Exporting rows

Flux can export rows retrieved via the MarkLogic Optic API, writing them either to files or to another database via JDBC.

Querying for rows
Exporting to JDBC
Exporting to files
- Avro
- Delimited text
- JSON Lines
- ORC
- Parquet
Controlling the save mode
Tuning query performance
- Partitions and Spark worker threads

Querying for rows

The following commands support executing an Optic query and exporting the matching rows to an external data source:

export-avro-files
export-delimited-files
export-jdbc
export-json-lines-files
export-orc-files
export-parquet-files

An Optic query is specified via the --query option.

Starting with Flux 1.2.0, the Optic query can use any data access function with a caveat - only Optic queries that use op.fromView can be partitioned into multiple calls to MarkLogic. If you use a data access function other than op.fromView, you should ensure that your query can return its results in a single call to MarkLogic.

If you are using Flux 1.1.x or earlier, your Optic query must use the op.fromView data access function.

Please see the
MarkLogic Spark connector documentation for additional guidance on how to write an Optic query.

You must also specify connection information for the MarkLogic database you wish to query. Please see the guide on common options for instructions on doing so.

Exporting to JDBC

The export-jdbc command writes rows retrieved by an Optic query to a table in an external database via a JDBC driver specific to the database.

JDBC driver installation

To export rows to a database, you must obtain the database’s JDBC driver JAR file and add it to the ./ext directory location in the Flux installation directory. Any JAR file placed in the ./ext directory is added to the classpath of Flux.

Configuring a JDBC connection

The export-jdbc command requires that you specify connection details for the database you wish to write to via JDBC. Connection details are specified via the following options:

--jdbc-url is required and specifies the JDBC connection URL.
--jdbc-driver is required specifies the main class name of the JDBC driver.
--jdbc-user specifies an optional user to authenticate as (this may already be specified via --jdbc-url).
--jdbc-password specifies an optional password to authenticate with (this may already be specified via --jdbc-url).

Exporting to a table

Once you have installed your database’s JDBC driver and determined your JDBC connection details, you can use export-jdbc to export all rows matching an Optic query to a table in the external database. The following shows a notional example of doing so:

Unix
Windows

./bin/flux export-jdbc \
    --connection-string "flux-example-user:password@localhost:8004" \
    --query "op.fromView('example', 'employee', '')" \
    --jdbc-url "jdbc:postgresql://localhost/example?user=postgres&password=postgres" \
    --jdbc-driver "org.postgresql.Driver" \
    --table "marklogic-employee-data"

bin\flux export-jdbc ^
    --connection-string "flux-example-user:password@localhost:8004" ^
    --query "op.fromView('example', 'employee', '')" ^
    --jdbc-url "jdbc:postgresql://localhost/example?user=postgres&password=postgres" ^
    --jdbc-driver "org.postgresql.Driver" ^
    --table "marklogic-employee-data"
------------
Written task 1 -
Name every option the Flux row-export guide gives for specifying JDBC connection details.
Written task 2 -
Pick up the Flux row-export documentation at the point where it stops, and write what comes next.
The lines after this text are not required.

Object position labeling entries
------------
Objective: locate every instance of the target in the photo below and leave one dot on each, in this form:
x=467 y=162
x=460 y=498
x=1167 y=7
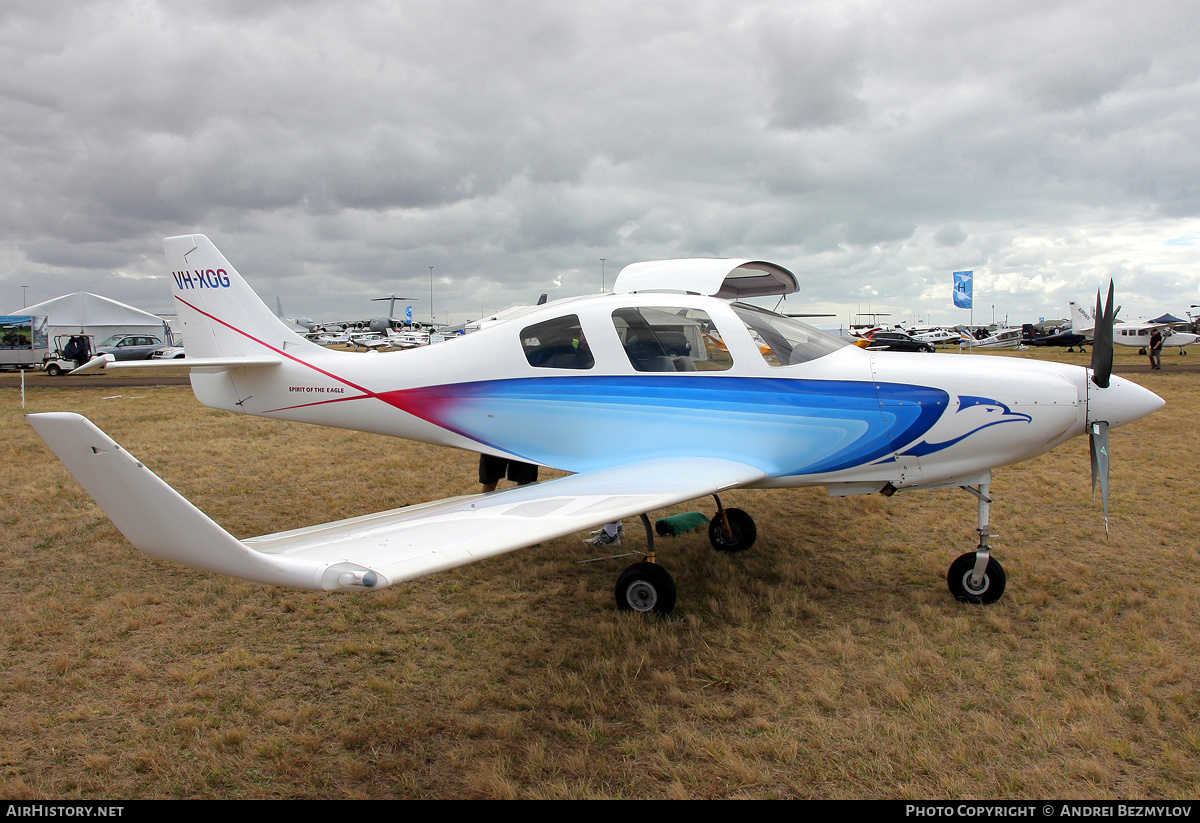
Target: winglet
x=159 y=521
------------
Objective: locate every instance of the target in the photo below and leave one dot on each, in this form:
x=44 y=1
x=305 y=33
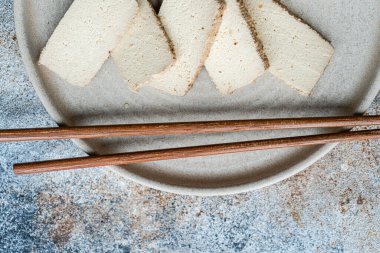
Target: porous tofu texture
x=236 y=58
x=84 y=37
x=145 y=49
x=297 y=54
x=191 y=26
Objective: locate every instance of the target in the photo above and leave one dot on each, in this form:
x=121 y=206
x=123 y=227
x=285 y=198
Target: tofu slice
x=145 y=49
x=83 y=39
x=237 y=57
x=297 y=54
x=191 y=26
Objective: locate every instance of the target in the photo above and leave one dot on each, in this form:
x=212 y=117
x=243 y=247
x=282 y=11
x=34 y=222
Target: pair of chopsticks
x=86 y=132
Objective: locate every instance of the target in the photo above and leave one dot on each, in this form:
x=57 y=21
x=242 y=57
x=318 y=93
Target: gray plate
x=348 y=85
------------
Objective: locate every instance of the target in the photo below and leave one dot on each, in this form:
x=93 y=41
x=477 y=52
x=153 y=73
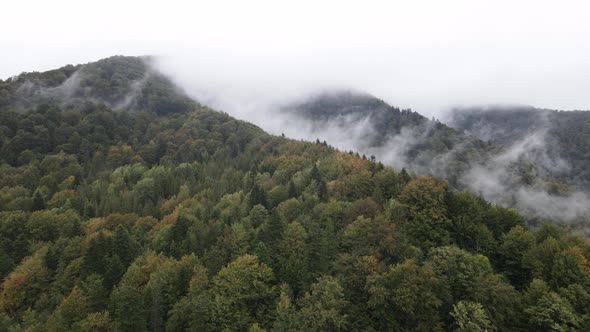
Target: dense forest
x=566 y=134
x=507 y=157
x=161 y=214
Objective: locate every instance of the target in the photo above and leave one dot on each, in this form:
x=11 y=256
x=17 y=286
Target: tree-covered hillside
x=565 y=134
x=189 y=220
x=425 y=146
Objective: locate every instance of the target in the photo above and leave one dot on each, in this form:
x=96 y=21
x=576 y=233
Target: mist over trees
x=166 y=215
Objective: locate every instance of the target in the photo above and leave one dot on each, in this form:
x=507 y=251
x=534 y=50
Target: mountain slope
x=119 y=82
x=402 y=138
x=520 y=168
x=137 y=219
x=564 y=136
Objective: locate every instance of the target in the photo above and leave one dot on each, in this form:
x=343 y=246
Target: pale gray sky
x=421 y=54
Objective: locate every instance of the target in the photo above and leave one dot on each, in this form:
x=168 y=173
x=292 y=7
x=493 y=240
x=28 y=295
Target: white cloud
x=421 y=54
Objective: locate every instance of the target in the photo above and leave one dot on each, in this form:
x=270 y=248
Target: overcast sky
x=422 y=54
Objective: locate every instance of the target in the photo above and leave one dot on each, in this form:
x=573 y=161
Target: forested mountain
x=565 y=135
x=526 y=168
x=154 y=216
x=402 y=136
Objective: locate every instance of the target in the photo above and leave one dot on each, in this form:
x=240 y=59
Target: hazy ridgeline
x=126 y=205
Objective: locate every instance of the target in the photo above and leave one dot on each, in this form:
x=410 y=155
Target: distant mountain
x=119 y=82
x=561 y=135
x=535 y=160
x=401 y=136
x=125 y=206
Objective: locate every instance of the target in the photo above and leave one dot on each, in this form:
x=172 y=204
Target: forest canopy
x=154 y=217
------------
Right answer 1 -
--jdbc-url
--jdbc-driver
--jdbc-user
--jdbc-password

Right answer 2 -
Exporting to files

Rows selected via an Optic query can be exported to any of the below file formats.

Exporting rows to files defaults in Flux 1.0 to overwriting data in the selected path. The “Controlling save mode” section belows describes the different options for controlling this behavior. A future release of Flux will change the default from “overwrite” to “append” to avoid accidentally deleting any data in an existing file path.

Avro

The export-avro-files command writes one or more Avro files to the directory specified by the --path option. This command reuses Spark’s support for writing Avro files:

Unix
Windows

./bin/flux export-avro-files \
    --connection-string "flux-example-user:password@localhost:8004" \
    --collections example \
    --path destination

bin\flux export-avro-files ^
    --connection-string "flux-example-user:password@localhost:8004" ^
    --collections example ^
    --path destination

You can include any of the Spark Avro data source options via the -P option to control how Avro content is written. These options are expressed as -PoptionName=optionValue.

For configuration options listed in the above Spark Avro guide, use the -C option instead. For example, -Cspark.sql.avro.compression.codec=deflate would change the type of compression used for writing Avro files.

Delimited text

The export-delimited-files command writes one or more delimited text (commonly CSV) files to the directory specified by the --path option:

Unix
Windows

./bin/flux export-delimited-files \
  --connection-string "flux-example-user:password@localhost:8004" \
  --query "op.fromView('example', 'employee', '')" \
  --path destination

bin\flux export-delimited-files ^
  --connection-string "flux-example-user:password@localhost:8004" ^
  --query "op.fromView('example', 'employee', '')" ^
  --path destination

This command reuses Spark’s support for writing delimited text files. You can include any of the Spark CSV options via the -P option to control how delimited text is written. These options are expressed as -PoptionName=optionValue.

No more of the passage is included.